— BEGIN —
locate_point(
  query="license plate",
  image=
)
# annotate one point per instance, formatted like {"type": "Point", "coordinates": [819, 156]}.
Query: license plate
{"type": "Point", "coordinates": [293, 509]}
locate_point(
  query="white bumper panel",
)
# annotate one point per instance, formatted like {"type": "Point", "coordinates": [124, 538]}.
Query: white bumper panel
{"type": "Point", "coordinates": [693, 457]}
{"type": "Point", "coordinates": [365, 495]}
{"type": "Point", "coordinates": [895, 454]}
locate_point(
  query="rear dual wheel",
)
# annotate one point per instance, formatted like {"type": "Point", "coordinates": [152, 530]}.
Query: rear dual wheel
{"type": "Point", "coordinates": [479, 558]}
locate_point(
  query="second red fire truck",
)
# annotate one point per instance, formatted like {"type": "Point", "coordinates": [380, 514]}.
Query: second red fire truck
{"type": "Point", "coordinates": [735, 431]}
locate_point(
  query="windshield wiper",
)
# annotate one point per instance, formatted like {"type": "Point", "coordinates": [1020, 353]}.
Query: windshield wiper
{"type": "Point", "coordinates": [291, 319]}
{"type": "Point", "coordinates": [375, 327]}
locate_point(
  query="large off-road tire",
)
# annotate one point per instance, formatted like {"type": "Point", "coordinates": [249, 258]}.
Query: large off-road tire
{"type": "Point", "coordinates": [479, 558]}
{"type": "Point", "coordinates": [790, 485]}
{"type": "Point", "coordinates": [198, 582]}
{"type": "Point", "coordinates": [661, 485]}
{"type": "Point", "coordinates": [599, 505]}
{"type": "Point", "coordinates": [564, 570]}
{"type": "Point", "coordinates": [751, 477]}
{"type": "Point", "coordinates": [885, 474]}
— END —
▸ TASK DETAILS: Extract all of the data shown above and repeat it verbatim.

▸ TASK ANSWER:
locate_point(
  query="license plate",
  image=
)
# annotate one point per instance, formatted like {"type": "Point", "coordinates": [819, 156]}.
Query: license plate
{"type": "Point", "coordinates": [293, 509]}
locate_point(
  query="white bumper panel",
)
# annotate one point per instance, formatted like {"type": "Point", "coordinates": [124, 538]}.
Query: white bumper panel
{"type": "Point", "coordinates": [693, 457]}
{"type": "Point", "coordinates": [365, 495]}
{"type": "Point", "coordinates": [895, 454]}
locate_point(
  query="rear dual wheel",
)
# annotate one point per instance, formatted like {"type": "Point", "coordinates": [152, 530]}.
Query: rear dual wheel
{"type": "Point", "coordinates": [479, 558]}
locate_point(
  query="second red fire truck",
)
# annotate one point per instance, formatted like {"type": "Point", "coordinates": [380, 514]}.
Query: second red fire truck
{"type": "Point", "coordinates": [735, 431]}
locate_point(
  query="windshield wiper",
)
# annotate one point per instance, formatted like {"type": "Point", "coordinates": [1020, 353]}.
Query: windshield wiper
{"type": "Point", "coordinates": [291, 319]}
{"type": "Point", "coordinates": [375, 327]}
locate_point(
  query="large off-road tire",
)
# annotate one point per instance, formatted like {"type": "Point", "coordinates": [249, 258]}.
Query: large off-road tire
{"type": "Point", "coordinates": [479, 558]}
{"type": "Point", "coordinates": [790, 485]}
{"type": "Point", "coordinates": [198, 582]}
{"type": "Point", "coordinates": [661, 485]}
{"type": "Point", "coordinates": [599, 505]}
{"type": "Point", "coordinates": [564, 570]}
{"type": "Point", "coordinates": [751, 477]}
{"type": "Point", "coordinates": [885, 474]}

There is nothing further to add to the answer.